Texte de la page |
━━━━

Le pape François, les leaders libanais mais aussi le président Macron saluent de concert la mémoire du cardinal Nasrallah Boutros Sfeir, décédé le 12 mai. Il était un « artisan déterminant de rassemblement, de paix et de réconciliation », salue le pontife dans un télégramme de condoléances transmis par le Saint-Siège.
Figure majeure de l’histoire de l’Eglise maronite libanaise et de celle du Liban, le cardinal Sfeir est décédé des suites d’une septicémie, à quelques jours de son 99e anniversaire. Né le 15 mai 1920 à Rayfoun, au Mont-Liban, il fut ordonné prêtre en 1950 après des études suivies notamment au séminaire majeur de l’Université Saint-Joseph de Beyrouth. Il fut ensuite professeur de littérature et de philosophie arabe et de traduction au collège des Maristes de Jounieh, avant d’être élu en 1961 évêque titulaire de Tarse des maronites et vicaire général pour le patriarcat d’Antioche.
Il avait été élu en 1986 – en pleine guerre civile – à la tête du Patriarcat d’Antioche des maronites, devenant ainsi le 76ème chef spirituel de cette Eglise d’Orient. Il a exercé sa charge durant ving-cinq ans, jusqu’en 2011, année où fut élu son successeur Béchara Raï.

━━━━

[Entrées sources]
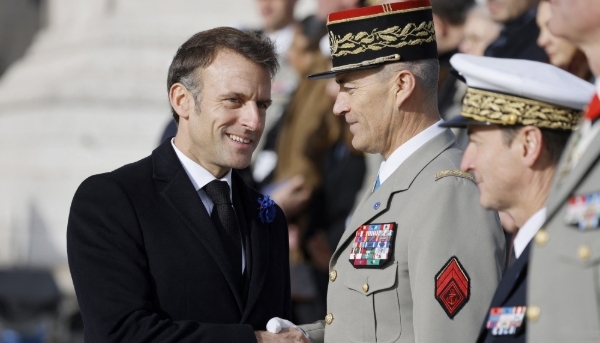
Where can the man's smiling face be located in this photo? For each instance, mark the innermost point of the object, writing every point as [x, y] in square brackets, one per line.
[229, 116]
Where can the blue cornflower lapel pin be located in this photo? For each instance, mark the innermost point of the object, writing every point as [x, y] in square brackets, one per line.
[266, 211]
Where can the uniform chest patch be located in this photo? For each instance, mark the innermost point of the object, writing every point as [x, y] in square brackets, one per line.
[373, 245]
[583, 211]
[505, 320]
[452, 287]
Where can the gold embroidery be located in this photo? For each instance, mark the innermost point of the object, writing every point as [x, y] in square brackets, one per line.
[378, 60]
[504, 109]
[393, 37]
[458, 173]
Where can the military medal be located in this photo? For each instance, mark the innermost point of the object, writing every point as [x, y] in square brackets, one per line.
[373, 245]
[505, 320]
[583, 211]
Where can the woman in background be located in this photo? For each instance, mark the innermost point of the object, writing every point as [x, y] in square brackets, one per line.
[561, 52]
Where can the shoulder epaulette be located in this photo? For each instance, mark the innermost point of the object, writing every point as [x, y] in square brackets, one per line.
[458, 173]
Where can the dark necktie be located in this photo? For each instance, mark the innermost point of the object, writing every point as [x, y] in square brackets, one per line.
[513, 257]
[224, 218]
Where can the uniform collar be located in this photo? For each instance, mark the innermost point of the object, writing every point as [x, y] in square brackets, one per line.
[404, 151]
[528, 230]
[199, 176]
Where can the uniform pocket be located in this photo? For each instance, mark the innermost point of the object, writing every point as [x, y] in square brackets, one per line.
[375, 316]
[583, 252]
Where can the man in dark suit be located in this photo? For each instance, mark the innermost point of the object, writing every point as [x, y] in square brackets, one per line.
[176, 247]
[519, 115]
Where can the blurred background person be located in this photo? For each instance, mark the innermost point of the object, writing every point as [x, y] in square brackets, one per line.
[479, 31]
[81, 93]
[519, 35]
[449, 19]
[560, 51]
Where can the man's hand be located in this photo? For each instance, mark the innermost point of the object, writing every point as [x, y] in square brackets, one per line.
[284, 336]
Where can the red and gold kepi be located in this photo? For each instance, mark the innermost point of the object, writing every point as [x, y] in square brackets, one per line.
[368, 37]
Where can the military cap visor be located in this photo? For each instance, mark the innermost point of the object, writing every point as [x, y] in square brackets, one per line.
[369, 37]
[511, 92]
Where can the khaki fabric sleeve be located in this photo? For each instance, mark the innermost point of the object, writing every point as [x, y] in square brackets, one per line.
[316, 331]
[455, 225]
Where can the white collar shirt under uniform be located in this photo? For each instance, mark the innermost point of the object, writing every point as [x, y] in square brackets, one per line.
[528, 231]
[200, 177]
[389, 166]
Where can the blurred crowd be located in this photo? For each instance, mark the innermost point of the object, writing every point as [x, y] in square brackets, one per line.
[306, 161]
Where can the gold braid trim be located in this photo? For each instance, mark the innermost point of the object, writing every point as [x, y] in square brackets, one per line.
[378, 60]
[504, 109]
[393, 37]
[457, 173]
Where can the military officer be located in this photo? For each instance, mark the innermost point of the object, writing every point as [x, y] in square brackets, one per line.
[420, 259]
[564, 284]
[519, 115]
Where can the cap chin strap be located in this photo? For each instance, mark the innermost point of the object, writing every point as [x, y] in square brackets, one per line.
[378, 60]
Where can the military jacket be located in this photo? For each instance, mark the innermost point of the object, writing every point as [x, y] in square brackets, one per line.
[505, 320]
[564, 276]
[442, 267]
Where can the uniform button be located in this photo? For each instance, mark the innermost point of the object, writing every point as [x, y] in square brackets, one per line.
[541, 238]
[329, 318]
[533, 313]
[584, 252]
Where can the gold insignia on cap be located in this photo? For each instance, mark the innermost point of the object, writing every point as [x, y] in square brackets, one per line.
[393, 37]
[458, 173]
[502, 109]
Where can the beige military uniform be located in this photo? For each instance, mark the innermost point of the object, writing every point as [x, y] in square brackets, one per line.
[439, 220]
[564, 276]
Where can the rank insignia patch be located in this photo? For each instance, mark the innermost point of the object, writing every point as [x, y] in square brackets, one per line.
[505, 320]
[373, 245]
[583, 211]
[452, 287]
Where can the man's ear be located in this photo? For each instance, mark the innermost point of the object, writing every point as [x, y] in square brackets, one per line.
[405, 84]
[181, 100]
[441, 28]
[532, 142]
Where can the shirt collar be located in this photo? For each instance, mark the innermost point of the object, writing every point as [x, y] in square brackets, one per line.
[197, 174]
[404, 151]
[528, 230]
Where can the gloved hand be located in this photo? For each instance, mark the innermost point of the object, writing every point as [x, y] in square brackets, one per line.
[276, 324]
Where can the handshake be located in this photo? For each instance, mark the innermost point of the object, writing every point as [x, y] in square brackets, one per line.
[281, 331]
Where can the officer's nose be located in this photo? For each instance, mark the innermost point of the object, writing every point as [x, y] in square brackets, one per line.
[341, 106]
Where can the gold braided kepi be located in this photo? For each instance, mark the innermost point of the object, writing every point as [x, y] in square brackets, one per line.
[491, 108]
[370, 36]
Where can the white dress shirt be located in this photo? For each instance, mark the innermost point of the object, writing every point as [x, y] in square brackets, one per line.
[528, 230]
[200, 177]
[389, 166]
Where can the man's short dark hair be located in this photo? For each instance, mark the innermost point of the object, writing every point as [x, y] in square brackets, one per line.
[452, 11]
[554, 141]
[200, 50]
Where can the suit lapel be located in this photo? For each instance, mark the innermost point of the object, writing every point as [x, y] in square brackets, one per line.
[183, 198]
[375, 204]
[571, 181]
[512, 278]
[259, 241]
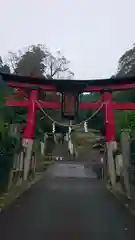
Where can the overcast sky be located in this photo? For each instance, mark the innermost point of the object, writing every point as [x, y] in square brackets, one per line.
[92, 34]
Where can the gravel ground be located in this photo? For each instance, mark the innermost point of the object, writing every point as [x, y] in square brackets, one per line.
[69, 203]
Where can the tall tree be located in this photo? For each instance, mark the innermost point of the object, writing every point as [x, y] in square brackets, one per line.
[37, 60]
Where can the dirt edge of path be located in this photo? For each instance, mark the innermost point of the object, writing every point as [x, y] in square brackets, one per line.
[8, 198]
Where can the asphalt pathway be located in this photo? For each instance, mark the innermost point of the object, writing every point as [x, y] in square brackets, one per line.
[68, 204]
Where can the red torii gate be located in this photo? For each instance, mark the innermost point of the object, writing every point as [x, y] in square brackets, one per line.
[70, 88]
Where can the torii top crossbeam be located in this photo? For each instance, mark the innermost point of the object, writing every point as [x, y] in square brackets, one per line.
[75, 87]
[114, 84]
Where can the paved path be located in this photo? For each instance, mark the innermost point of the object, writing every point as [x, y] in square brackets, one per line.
[68, 204]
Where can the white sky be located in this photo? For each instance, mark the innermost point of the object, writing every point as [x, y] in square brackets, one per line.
[92, 34]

━━━━

Complétez ce qui suit |
[1] Relevez toutes les années écrites en chiffres dans le texte sur le cardinal Sfeir.
[2] Recopiez fidèlement le passage du texte sur le cardinal Sfeir qui va de « Il avait été » jusqu'à « successeur Béchara Raï. ».

Corrigé par tâche |
[1] 1920, 1950, 1961, 1986, 2011

[2]
Il avait été élu en 1986 – en pleine guerre civile – à la tête du Patriarcat d’Antioche des maronites, devenant ainsi le 76ème chef spirituel de cette Eglise d’Orient. Il a exercé sa charge durant ving-cinq ans, jusqu’en 2011, année où fut élu son successeur Béchara Raï.